- **Consigne**:
Dans l'article sur le retrait politique de Saad Hariri, quelle est la traduction anglaise de la phrase « Le gouvernement soutenu par la Syrie a démissionné une semaine plus tard. » ?

- **Extrait de texte**:
Après un long déclin, Saad Hariri laisse derrière lui une dynastie en ruines
Bien qu’attendue, la nouvelle n’a pas manqué de susciter un séisme politique : l’ancien Premier ministre libanais Saad Hariri a annoncé qu’il se retirait de la vie politique et que ni lui, ni son Courant du futur, ne se présenteraient aux élections législatives de mai.
« Nous restons au service de notre population et de notre pays. Mais notre décision est de suspendre tout rôle et toute responsabilité directe au sein du pouvoir parlementaire et politique dans le sens traditionnel du terme », a déclaré Saad Hariri lors d’une allocution télévisée, citant l’influence iranienne et le sectarisme comme principaux obstacles.
Héritier d’une dynastie politique autrefois puissante qui dominait les sphères financière, économique et politique du Liban, Saad Hariri a vu son destin politique et personnel s’obscurcir considérablement au cours des dernières années.
Son annonce ainsi que la suspension de toute participation officielle au système politique libanais étaient attendues depuis longtemps, étant donné que ses alliés politiques se sont affaiblis et que ses adversaires, notamment le Hezbollah soutenu par l’Iran, ont gagné en importance au sein du gouvernement.
Issu d’un milieu modeste, son père Rafiq Hariri, né dans la ville méridionale de Saïda, a fait fortune en Arabie saoudite dans le secteur du bâtiment pendant le boom pétrolier. Il a tissé des liens étroits avec le roi Fahd et s’est même fait naturaliser saoudien.
Lorsque la guerre civile libanaise a pris fin au bout de quinze ans en 1990, Rafiq Hariri est entré dans la mêlée politique de son pays. Il s’est présenté comme un homme d’affaires émigré prospère plutôt que comme un chef de guerre, sans lien avec les horreurs de la guerre civile et désireux de reconstruire son pays et de le remettre sur la carte. En 1992, il est devenu Premier ministre et a dirigé la reconstruction du Liban d’après-guerre.
Propulsé prématurément sous les feux de la rampe
Rafiq Hariri a étendu son influence aux principales institutions de l’État, notamment le ministère des Finances, le Conseil du développement et de la reconstruction, Middle East Airlines et la Banque centrale, dont il a confié la direction à Riad Salamé, un banquier qui gérait ses finances personnelles à Paris.
Rafiq Hariri est devenu une figure dominante de la politique libanaise de 1992 à 2005. Occupant le poste de Premier ministre pendant la majeure partie de ces années, il a été assassiné dans un attentat dévastateur à la voiture piégée en février 2005 au cœur de Beyrouth.
Son assassinat a secoué le Liban. Le gouvernement soutenu par la Syrie a démissionné une semaine plus tard. L’armée syrienne – présente au Liban depuis 1976 – s’est retirée : le gouvernement Assad était en effet largement considéré, au Liban et à l’étranger, comme étant responsable de l’attentat, qui a fait 21 morts en plus de Rafiq Hariri.

- **Jeu de données**:
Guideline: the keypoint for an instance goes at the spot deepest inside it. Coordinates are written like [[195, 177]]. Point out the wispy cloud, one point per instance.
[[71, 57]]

- **Corrigé**:
The Syrian-backed government resigned a week later.